— BEGIN Data —

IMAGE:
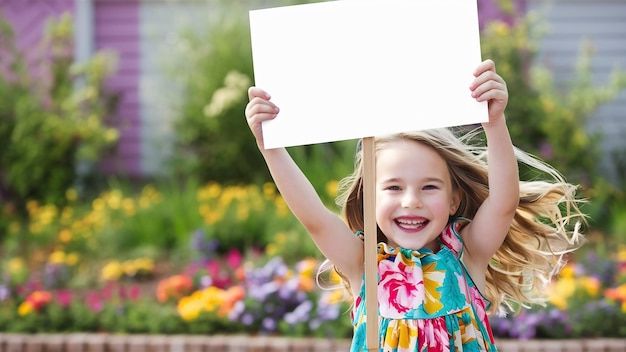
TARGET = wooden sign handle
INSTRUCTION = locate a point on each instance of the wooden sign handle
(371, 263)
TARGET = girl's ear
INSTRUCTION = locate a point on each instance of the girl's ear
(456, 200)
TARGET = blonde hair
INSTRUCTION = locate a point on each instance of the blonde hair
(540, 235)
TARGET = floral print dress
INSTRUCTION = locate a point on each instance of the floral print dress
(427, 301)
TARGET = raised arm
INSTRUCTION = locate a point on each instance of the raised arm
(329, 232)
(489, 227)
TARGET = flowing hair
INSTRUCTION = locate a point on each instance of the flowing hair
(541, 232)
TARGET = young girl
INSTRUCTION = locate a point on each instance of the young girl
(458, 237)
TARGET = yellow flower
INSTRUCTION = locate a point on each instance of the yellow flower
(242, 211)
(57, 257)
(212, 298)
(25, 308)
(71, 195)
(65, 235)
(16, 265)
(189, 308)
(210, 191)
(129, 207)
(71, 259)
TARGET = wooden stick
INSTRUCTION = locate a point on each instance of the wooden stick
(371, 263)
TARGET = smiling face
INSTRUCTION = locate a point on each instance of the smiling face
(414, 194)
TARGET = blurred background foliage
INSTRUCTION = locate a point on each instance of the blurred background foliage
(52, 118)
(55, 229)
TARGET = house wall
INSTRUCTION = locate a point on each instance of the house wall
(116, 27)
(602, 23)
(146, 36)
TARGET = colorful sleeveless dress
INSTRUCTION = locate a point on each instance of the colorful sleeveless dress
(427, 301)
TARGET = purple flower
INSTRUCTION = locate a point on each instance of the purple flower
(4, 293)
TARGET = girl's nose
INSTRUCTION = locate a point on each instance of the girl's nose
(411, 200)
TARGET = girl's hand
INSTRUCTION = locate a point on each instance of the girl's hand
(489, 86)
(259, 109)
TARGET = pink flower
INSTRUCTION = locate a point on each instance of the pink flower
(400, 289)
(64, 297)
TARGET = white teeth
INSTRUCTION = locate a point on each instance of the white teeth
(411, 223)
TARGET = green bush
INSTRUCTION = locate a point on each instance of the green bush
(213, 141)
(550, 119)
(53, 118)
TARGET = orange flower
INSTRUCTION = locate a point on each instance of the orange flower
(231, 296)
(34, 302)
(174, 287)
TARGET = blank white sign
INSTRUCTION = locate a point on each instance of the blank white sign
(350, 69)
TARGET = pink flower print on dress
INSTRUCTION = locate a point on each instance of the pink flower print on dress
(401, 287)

— END Data —
— BEGIN Data —

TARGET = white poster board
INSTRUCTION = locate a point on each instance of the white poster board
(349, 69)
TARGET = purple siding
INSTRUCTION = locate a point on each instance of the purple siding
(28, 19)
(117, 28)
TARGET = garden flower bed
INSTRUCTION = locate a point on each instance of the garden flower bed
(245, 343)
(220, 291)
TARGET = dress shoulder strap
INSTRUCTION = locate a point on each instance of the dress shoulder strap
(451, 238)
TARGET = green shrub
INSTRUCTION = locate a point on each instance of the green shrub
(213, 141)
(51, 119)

— END Data —

_Task to complete:_
Find each line in the listing above that contains the word "colorful" and copy those lines.

_Output below:_
TARGET = colorful sleeveless dress
INSTRUCTION = locate a point on each instance of the colorful sleeveless dress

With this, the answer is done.